### DIRECTIONS
Copy every record below exactly as it appears.

### AVAILABLE DATA

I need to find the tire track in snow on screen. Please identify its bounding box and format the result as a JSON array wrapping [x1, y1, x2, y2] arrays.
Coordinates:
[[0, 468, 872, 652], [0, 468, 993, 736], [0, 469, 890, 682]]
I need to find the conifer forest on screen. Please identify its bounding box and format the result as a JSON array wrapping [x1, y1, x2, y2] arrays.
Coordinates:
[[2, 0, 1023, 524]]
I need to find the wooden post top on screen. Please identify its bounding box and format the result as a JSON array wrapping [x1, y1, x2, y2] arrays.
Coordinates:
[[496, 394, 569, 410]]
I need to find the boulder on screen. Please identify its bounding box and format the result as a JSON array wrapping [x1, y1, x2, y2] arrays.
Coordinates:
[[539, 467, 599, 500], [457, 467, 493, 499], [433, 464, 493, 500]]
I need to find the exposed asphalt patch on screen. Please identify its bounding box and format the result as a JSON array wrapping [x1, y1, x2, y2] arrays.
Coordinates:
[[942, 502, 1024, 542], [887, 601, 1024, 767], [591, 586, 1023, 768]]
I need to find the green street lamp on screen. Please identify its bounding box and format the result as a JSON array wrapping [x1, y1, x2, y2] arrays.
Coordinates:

### REPLY TO THE TASK
I need to find the tire track in snow on screen. Please identify its bounding box and format the result as a JSON array wrapping [x1, y1, x2, y2] arrays.
Coordinates:
[[0, 468, 872, 652], [0, 468, 993, 736], [0, 469, 890, 682]]
I need to find the conifer forest on screen. Please identify its bounding box and format the result as a JSON array wrapping [x1, y1, x2, y2] arrays.
Coordinates:
[[2, 0, 1023, 524]]
I need to find the wooden post top on screen. Please identify its bounding box and format the result as a JSON array wrapping [x1, y1, x2, y2] arrays.
Coordinates:
[[496, 394, 569, 410]]
I need to find the boulder on screen. Please identify its bounding box and format the result as a JSON array wrapping [x1, y1, x2, y2] arrays.
Coordinates:
[[539, 467, 599, 500], [457, 467, 493, 499], [433, 464, 493, 500]]
I need to find the exposed asphalt patch on screen. Please identify its bounding box and format the result as a JSON array wrapping [x1, y1, x2, y2] arrays.
Coordinates:
[[942, 502, 1024, 542], [887, 601, 1024, 767], [591, 586, 1023, 768]]
I need to find the green street lamp on screen. Please identify its bounding box and format the result as a JSON array wrapping [x1, y1, x2, y2] arrays.
Coordinates:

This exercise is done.